§ **Tasks to perform**:
1 – In the reflection on Exodus 1:8-14 below, Pharaoh tells his people what the Israelites might do. List each of those things.
2 – Pick up the reflection on Exodus 1:8-14 below where it stops, and keep its voice and line of thought.

======== Quoted passage

Monday, March 20
“Now a new king arose over Egypt, who did not know Joseph. He said to his people, ‘Look, the Israelite people are more numerous and more powerful than we. Come, let us deal shrewdly with them, or they will increase and, in the event of war, join our enemies and fight against us and escape from the land.’ Therefore they set taskmasters over them to oppress them with forced labor. They built supply cities, Pithom and Rameses, for Pharaoh. But the more they were oppressed, the more they multiplied and spread, so that the Egyptians came to dread the Israelites. The Egyptians became ruthless in imposing tasks on the Israelites, and made their lives bitter with hard service in mortar and brick and in every kind of field labor. They were ruthless in all the tasks that they imposed on them” (Exodus 1:8-14).
It is important for us to call this what it is. Pharaoh’s fears, and the Egyptians’ dread, were not in any way realistic. There was no indication that the Israelites had any intention to side with Egypt’s enemies in a conflict. The Israelites posed no threat: indeed, Joseph—an Israelite!—had recently been Egypt’s savior (see Genesis 41). But this Pharaoh has no memory: he “did not know Joseph.” His cruelty and oppression toward an ethnic minority in his kingdom responds to an imaginary crisis: this is racism, pure and simple.

================
======== Record excerpts

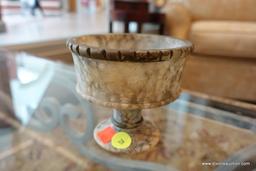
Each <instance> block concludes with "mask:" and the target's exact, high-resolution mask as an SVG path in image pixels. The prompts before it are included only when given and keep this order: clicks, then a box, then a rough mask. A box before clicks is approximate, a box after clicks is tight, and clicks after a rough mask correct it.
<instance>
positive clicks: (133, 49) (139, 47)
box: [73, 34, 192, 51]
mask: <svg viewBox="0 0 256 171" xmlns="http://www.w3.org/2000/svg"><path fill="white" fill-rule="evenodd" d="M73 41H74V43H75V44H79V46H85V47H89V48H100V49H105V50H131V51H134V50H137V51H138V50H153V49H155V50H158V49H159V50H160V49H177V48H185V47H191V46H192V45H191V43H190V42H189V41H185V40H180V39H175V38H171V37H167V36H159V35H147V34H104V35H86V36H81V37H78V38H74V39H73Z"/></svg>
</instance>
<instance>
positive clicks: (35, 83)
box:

================

§ **Outputs for the tasks**:
1 –
- Increase
- Join Egypt's enemies in the event of war
- Fight against Egypt
- Escape from the land

2 –
As I write this devotional, Dylann Roof has just been found guilty of murder in the shooting deaths of nine people [pictured above] attending a Bible study at Emanuel AME Church in Charleston, SC. In his statement taken following this horrific crime, Mr. Roof said that he had to do this, in retaliation for black-on-white crime: another imaginary crisis, based on fake news from the internet rather than actual crime statistics. Sadly, the escalation of hate crimes following our recent election—the Southern Poverty Law Center counted 1,094 reports of harassment and intimidation between November 9 and December 12, “more than the group would usually see over a six-month period”—demonstrates that many others who “feel threatened” by African-Americans, by Latinos and Latinas, by Arabs and Muslims, now feel empowered to express these feelings openly by their words and actions. We must have the courage to call this too what it is: racism pure and simple. We must oppose it wherever we encounter it, and let ethnic and religious minorities know that the church is with them.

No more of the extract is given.